- [TASK TO CARRY OUT]: Go through the lines below and retype each one exactly.

----- EXTRACTED ENTRIES -----

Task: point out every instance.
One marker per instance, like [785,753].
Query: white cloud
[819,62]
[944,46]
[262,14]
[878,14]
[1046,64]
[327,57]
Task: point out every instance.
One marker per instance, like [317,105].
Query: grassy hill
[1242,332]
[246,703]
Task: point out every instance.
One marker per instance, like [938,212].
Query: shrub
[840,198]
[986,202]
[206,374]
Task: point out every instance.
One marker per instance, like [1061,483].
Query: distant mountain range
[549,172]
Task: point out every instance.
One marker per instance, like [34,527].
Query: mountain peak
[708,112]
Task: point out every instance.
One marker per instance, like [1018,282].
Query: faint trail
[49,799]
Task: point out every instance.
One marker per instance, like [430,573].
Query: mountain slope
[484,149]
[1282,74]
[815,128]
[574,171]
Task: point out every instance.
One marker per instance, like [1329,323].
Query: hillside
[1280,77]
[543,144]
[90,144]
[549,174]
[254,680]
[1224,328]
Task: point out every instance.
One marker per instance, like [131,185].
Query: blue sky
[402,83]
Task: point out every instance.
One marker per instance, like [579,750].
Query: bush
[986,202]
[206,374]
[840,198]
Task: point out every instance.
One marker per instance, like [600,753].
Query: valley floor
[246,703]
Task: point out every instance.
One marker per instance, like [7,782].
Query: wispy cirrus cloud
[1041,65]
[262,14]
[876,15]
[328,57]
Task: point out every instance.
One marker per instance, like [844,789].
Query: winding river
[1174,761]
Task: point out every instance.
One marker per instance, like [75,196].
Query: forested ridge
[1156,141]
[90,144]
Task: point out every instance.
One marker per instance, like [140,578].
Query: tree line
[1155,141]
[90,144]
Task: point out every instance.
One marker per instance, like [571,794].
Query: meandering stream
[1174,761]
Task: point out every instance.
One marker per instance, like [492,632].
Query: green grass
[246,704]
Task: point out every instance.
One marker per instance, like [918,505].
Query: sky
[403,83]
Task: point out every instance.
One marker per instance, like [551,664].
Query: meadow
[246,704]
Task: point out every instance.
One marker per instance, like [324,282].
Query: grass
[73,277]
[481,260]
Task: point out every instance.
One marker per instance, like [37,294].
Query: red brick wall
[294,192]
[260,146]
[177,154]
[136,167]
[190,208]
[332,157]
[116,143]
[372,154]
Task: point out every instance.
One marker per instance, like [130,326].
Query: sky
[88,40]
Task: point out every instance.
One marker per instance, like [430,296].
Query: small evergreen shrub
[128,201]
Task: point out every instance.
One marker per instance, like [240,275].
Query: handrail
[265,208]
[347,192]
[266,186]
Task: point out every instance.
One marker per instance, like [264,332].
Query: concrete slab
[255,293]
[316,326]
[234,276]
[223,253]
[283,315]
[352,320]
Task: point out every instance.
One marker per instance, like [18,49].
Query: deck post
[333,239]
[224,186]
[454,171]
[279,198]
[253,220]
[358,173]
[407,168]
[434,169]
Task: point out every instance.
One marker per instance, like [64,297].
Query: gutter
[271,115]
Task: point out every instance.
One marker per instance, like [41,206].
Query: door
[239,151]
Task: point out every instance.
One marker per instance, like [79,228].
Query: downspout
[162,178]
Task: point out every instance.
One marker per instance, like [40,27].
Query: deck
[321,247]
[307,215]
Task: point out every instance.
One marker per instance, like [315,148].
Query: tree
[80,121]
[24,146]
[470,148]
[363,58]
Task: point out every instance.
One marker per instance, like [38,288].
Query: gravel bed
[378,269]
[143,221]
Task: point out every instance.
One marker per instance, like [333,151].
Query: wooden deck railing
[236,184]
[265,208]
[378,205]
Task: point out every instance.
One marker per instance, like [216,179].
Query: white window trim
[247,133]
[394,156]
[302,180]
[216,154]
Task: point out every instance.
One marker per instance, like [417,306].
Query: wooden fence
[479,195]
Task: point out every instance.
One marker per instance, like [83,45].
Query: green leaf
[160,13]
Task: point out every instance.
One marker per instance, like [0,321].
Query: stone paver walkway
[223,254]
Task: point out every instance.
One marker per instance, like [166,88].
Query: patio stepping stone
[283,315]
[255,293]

-----

- [TASK SOLUTION]:
Task: point out every instance.
One marker per instance, like [785,753].
Query: white cloud
[819,62]
[944,46]
[262,14]
[878,14]
[1046,64]
[327,57]
Task: point out every instance.
One marker per instance, like [317,105].
Query: grassy hill
[1242,332]
[246,703]
Task: point out every instance.
One marker per instance, like [938,212].
Query: shrub
[840,198]
[986,202]
[206,374]
Task: point out every instance.
One marker per instance, like [1061,483].
Query: distant mountain range
[549,172]
Task: point out every instance.
One marker per instance, like [34,527].
Query: mountain peak
[708,112]
Task: point out every instance.
One marker per instance, like [1018,282].
Query: faint trail
[49,799]
Task: point out every instance.
One marker per instance, like [430,573].
Query: mountain slope
[484,149]
[1282,74]
[815,128]
[574,171]
Task: point out every instance.
One marker per instance, like [1329,323].
Query: hillside
[1280,77]
[543,144]
[90,144]
[549,174]
[254,680]
[1224,328]
Task: point out every instance.
One marker per instance, like [131,185].
Query: blue sky
[402,83]
Task: point out every instance.
One marker per instance, like [579,750].
Query: bush
[986,202]
[206,374]
[840,198]
Task: point out every instance.
One marker per instance, like [600,753].
Query: valley floor
[246,703]
Task: point out every instance.
One marker per instance, like [7,782].
Query: wispy cirrus cloud
[1041,65]
[262,14]
[876,15]
[328,57]
Task: point out every instance.
One marker per instance, like [844,789].
Query: winding river
[1174,761]
Task: point out every instance.
One marker per instance, like [75,196].
Query: forested ridge
[1156,141]
[90,144]
Task: point out every instance.
One marker per instance, like [140,578].
Query: tree line
[1155,141]
[90,144]
Task: point out every instance.
One marker per instance, like [571,794].
Query: meandering stream
[1174,761]
Task: point out every instance.
One marker per instance, like [492,632].
Query: green grass
[246,704]
Task: point out every instance.
One marker per instance, like [918,505].
Query: sky
[403,83]
Task: point out every instance.
One marker per instance, like [551,664].
Query: meadow
[246,704]
Task: point out every instance.
One marker per instance, like [324,282].
Query: grass
[73,277]
[481,260]
Task: point out every instance.
One marker per instance, like [37,294].
Query: red brick wall
[294,192]
[260,146]
[177,154]
[136,167]
[190,208]
[332,157]
[116,143]
[372,154]
Task: point out every instance.
One marker per instance, like [130,326].
Query: sky
[88,40]
Task: point out every instance.
One marker per instance, like [430,296].
Query: small evergreen shrub
[128,201]
Task: point out every instance.
One marker per instance, like [240,275].
Query: handrail
[265,208]
[347,192]
[266,186]
Task: point out every instance.
One marker per instance, like [264,332].
Query: concrete slab
[255,293]
[316,326]
[234,276]
[223,253]
[283,315]
[352,320]
Task: point out every instance.
One marker per instance, like [18,49].
Query: deck post
[333,239]
[224,186]
[454,171]
[279,198]
[253,220]
[358,173]
[407,168]
[434,169]
Task: point out every instance.
One marker per instance, like [64,297].
Query: gutter
[271,115]
Task: point out every instance.
One marker per instance, like [41,206].
Query: door
[239,151]
Task: point out every instance.
One marker per instance, like [79,228].
Query: downspout
[162,178]
Task: point out every instance.
One marker per instance, like [40,27].
Query: deck
[321,247]
[307,215]
Task: point out every instance.
One marker per instance, like [315,148].
Query: tree
[80,121]
[24,146]
[470,148]
[363,58]
Task: point out every instance.
One marker per instance, like [38,288].
Query: gravel bed
[378,269]
[143,221]
Task: point out every instance.
One marker per instance, like [333,151].
Query: wooden deck railing
[236,184]
[265,208]
[378,205]
Task: point out every instance.
One marker per instance, like [216,179].
Query: white window trim
[247,133]
[394,156]
[302,180]
[216,154]
Task: point out every instance.
One marker per instance, like [417,306].
Query: wooden fence
[479,195]
Task: point out every instance.
One marker per instance, like [83,45].
Query: green leaf
[160,13]
Task: point out every instance.
One marker per instance, like [0,321].
Query: stone paver walkway
[223,254]
Task: point out every instance.
One marker per instance, like [166,88].
Query: patio stepping stone
[283,315]
[255,293]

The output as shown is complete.